Supplied records —

# # # # #

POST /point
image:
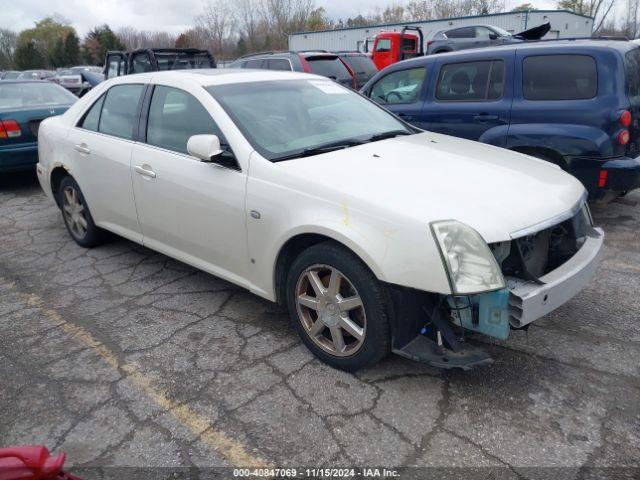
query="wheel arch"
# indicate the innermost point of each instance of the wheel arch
(297, 242)
(55, 178)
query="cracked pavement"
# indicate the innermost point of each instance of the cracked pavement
(120, 356)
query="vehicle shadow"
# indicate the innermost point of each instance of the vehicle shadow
(19, 181)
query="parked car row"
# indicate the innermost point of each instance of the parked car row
(575, 104)
(376, 235)
(378, 232)
(352, 69)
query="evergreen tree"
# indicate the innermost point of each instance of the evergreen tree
(28, 57)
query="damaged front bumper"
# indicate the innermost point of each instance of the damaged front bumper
(430, 328)
(530, 300)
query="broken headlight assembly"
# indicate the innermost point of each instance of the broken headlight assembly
(470, 265)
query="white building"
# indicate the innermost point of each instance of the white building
(564, 24)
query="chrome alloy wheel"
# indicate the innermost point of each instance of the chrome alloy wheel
(331, 310)
(73, 212)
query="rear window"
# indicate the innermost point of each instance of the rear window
(559, 77)
(360, 64)
(330, 67)
(632, 60)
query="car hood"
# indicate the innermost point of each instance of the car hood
(430, 177)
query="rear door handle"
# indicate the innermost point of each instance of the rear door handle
(485, 117)
(145, 170)
(82, 148)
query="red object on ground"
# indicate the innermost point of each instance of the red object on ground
(32, 463)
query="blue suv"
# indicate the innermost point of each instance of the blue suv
(575, 103)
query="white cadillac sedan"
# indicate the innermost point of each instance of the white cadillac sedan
(378, 237)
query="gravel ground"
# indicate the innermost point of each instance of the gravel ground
(123, 357)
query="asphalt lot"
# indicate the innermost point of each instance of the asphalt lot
(123, 357)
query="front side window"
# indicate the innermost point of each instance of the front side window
(403, 86)
(559, 77)
(175, 116)
(383, 45)
(142, 63)
(471, 81)
(120, 111)
(114, 68)
(466, 32)
(91, 120)
(288, 118)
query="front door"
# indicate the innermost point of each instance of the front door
(472, 99)
(102, 144)
(188, 209)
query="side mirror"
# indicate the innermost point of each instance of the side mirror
(204, 147)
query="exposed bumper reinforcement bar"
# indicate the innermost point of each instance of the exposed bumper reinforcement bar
(530, 300)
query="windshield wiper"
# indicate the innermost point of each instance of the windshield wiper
(329, 147)
(389, 134)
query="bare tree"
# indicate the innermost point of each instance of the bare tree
(598, 9)
(218, 19)
(8, 41)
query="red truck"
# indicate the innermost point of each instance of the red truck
(392, 47)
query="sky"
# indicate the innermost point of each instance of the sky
(171, 15)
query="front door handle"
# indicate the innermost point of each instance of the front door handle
(145, 170)
(82, 148)
(485, 117)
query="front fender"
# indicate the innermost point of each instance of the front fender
(568, 140)
(398, 250)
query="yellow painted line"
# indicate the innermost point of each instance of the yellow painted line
(232, 450)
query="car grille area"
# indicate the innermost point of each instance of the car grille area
(533, 256)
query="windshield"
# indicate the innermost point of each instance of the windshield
(288, 118)
(18, 95)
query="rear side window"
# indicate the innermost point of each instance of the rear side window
(120, 111)
(174, 116)
(360, 64)
(278, 64)
(91, 119)
(466, 32)
(559, 77)
(255, 63)
(383, 45)
(330, 67)
(632, 60)
(471, 81)
(402, 86)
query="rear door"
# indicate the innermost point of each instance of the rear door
(472, 99)
(102, 144)
(402, 92)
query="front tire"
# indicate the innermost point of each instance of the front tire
(76, 215)
(338, 307)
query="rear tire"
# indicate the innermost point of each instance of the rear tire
(338, 307)
(76, 215)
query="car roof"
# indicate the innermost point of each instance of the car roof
(217, 76)
(539, 45)
(25, 80)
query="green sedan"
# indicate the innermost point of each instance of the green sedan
(23, 105)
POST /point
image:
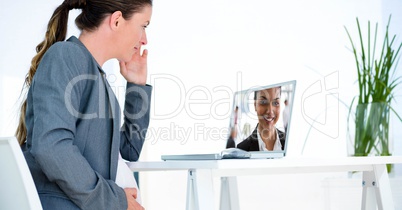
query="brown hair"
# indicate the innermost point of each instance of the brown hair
(93, 13)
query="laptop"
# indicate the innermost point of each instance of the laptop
(256, 113)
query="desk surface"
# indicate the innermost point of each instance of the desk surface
(259, 166)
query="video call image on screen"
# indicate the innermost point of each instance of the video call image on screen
(261, 114)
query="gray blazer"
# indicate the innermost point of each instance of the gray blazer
(74, 134)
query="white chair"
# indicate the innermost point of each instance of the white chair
(17, 189)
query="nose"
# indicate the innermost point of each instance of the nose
(144, 40)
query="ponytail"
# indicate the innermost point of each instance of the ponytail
(56, 31)
(93, 13)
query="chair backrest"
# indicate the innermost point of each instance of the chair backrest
(17, 189)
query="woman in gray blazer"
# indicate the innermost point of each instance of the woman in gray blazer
(70, 121)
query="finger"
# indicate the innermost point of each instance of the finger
(145, 53)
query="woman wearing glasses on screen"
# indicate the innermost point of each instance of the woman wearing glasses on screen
(266, 137)
(70, 128)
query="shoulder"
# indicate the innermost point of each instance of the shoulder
(248, 142)
(68, 51)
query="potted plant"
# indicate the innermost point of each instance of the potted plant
(377, 83)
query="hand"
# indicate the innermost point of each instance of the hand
(131, 195)
(135, 70)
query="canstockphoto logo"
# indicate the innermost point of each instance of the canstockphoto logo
(323, 96)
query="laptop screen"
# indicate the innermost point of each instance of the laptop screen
(260, 119)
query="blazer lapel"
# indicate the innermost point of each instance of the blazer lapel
(115, 117)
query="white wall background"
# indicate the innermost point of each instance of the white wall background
(200, 52)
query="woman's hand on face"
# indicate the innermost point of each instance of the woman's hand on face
(131, 195)
(135, 71)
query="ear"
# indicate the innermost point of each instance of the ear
(116, 19)
(255, 105)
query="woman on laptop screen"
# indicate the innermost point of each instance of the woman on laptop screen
(266, 136)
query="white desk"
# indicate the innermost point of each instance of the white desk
(375, 183)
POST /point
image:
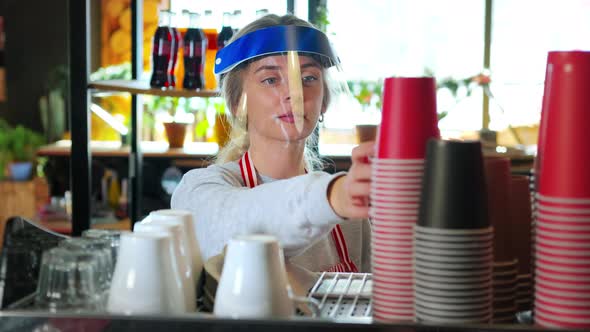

# # # # #

Your task —
Identify every line in the material above that contains the string "ponytail", and copy each of those lines. Case counts.

Answer to the task —
query="ponytail"
# indicate the innermost point of each instance of the ponytail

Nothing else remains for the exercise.